### Job
Set the following entries down again exactly, line by line.

Coordinate annotation entries:
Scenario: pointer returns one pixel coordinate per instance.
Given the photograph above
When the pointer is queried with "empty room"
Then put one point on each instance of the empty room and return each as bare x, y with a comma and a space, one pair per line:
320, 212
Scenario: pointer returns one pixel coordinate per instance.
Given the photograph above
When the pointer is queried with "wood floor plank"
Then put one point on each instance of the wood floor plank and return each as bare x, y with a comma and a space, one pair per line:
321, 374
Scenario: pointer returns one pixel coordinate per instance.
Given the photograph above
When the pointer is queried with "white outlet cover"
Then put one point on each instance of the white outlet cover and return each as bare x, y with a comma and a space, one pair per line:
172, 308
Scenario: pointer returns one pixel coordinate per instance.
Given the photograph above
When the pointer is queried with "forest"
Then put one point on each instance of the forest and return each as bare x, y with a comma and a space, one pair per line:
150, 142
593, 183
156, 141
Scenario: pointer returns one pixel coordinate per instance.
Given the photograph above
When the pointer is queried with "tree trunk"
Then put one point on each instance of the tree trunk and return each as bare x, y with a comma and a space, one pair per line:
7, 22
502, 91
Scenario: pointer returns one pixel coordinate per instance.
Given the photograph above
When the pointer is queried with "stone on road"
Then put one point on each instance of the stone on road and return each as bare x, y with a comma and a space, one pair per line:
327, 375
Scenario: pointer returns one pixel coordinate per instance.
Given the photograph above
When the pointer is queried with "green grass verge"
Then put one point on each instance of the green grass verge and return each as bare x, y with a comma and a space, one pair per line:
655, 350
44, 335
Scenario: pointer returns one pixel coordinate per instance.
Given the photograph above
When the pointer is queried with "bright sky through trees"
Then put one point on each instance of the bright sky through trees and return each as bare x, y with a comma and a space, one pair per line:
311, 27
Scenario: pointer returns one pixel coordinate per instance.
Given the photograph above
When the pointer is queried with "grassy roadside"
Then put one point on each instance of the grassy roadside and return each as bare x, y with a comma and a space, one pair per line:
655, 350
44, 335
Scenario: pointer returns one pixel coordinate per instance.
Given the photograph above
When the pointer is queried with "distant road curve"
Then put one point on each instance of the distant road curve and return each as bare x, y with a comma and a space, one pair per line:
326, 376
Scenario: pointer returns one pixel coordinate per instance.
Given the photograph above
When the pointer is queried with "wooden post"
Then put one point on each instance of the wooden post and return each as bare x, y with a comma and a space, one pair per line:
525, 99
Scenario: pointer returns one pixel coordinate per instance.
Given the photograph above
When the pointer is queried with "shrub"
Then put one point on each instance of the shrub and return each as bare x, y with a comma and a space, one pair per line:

### Task output
Scenario: pointer returns one pixel coordinate per instance.
Given the photograph above
When the pointer is queried with "empty room"
Then put one point on each instance of the empty room and return each as bare x, y with a comma and a space, one pair per line:
320, 212
Scenario: pointer returns one pixel coordinate per instance.
Given the photograph above
When the pointer is queried with "wood floor plank"
Then put one point on each instance of the wood floor plank and return each as bare x, y with a comma and a space, one pair per line:
321, 374
Scenario: pointer returns one pixel coordinate per instance.
Given the photograph above
When the pointer is queried with "white outlet cover"
Then put one point on each instance of the white outlet cover and return each as bare x, y with a comma and a space, one pair per line:
172, 308
Scenario: pointer returns one pixel coordinate per instance.
Given the photograph above
When the pointer is queried with "forest"
Then put one point on each instance of the forest and return each as bare x, y with a comma and a space, one pair per line:
150, 142
593, 183
156, 141
Scenario: pointer returns one pixel coordinate per instance.
Given the photograph above
When the pointer is queried with "tree trunk"
Then put one point on each instance of the tree trunk and return each as bare x, y with a comma and a space, one pair per line:
7, 22
502, 91
Scenario: pointer returns one pixel coordinate per instance.
Given the photograph above
When the pointer is queried with "stone on road"
Then put one point on each instance of the stone on road and return each as bare x, y with a comma and a space, one pair per line:
327, 375
Scenario: pointer returns one pixel coordinate per instance.
Given the photograph above
When the pointer is queried with "green grass verge"
Then put one point on each instance of the green grass verge and return each as bare x, y with a comma and a space, one pair per line:
655, 350
44, 335
Scenario: pointer returns one pixel coordinate per instance.
Given the photograph above
When the pointer is queried with "bright sky through trees"
Then put one point on each instance of the bright sky through trees and return each as bare x, y with a comma and a space, one pair per line:
311, 27
Scenario: pointer returns one pixel coordinate per instance.
Given the photograph above
When the pointer is queried with "grassy roadside"
Then put one point on each instance of the grassy roadside and return each as bare x, y with a comma and a space, one pair per line:
655, 350
44, 335
Scenario: pointer returns one pixel coordinate per instance.
Given the photograph above
When the pointer is queried with "distant road curve"
Then put one point on each instance of the distant road curve and return each as bare x, y with a comma and a space, one pair per line:
326, 376
Scenario: pointer returns one pixel coordinate per instance.
Given the photograph above
When the pointer is queried with "wooden post"
Then put one point on each instance of the wooden post and return each as bare x, y with a comma and a space, one pair per line:
525, 99
Scenario: pointer returns one pixel coordinate per instance.
Given the photograph above
When the pointer is queried with "shrub"
Then put one point on each instance of the shrub and return each as bare x, y with a comma and a space, one pair per line:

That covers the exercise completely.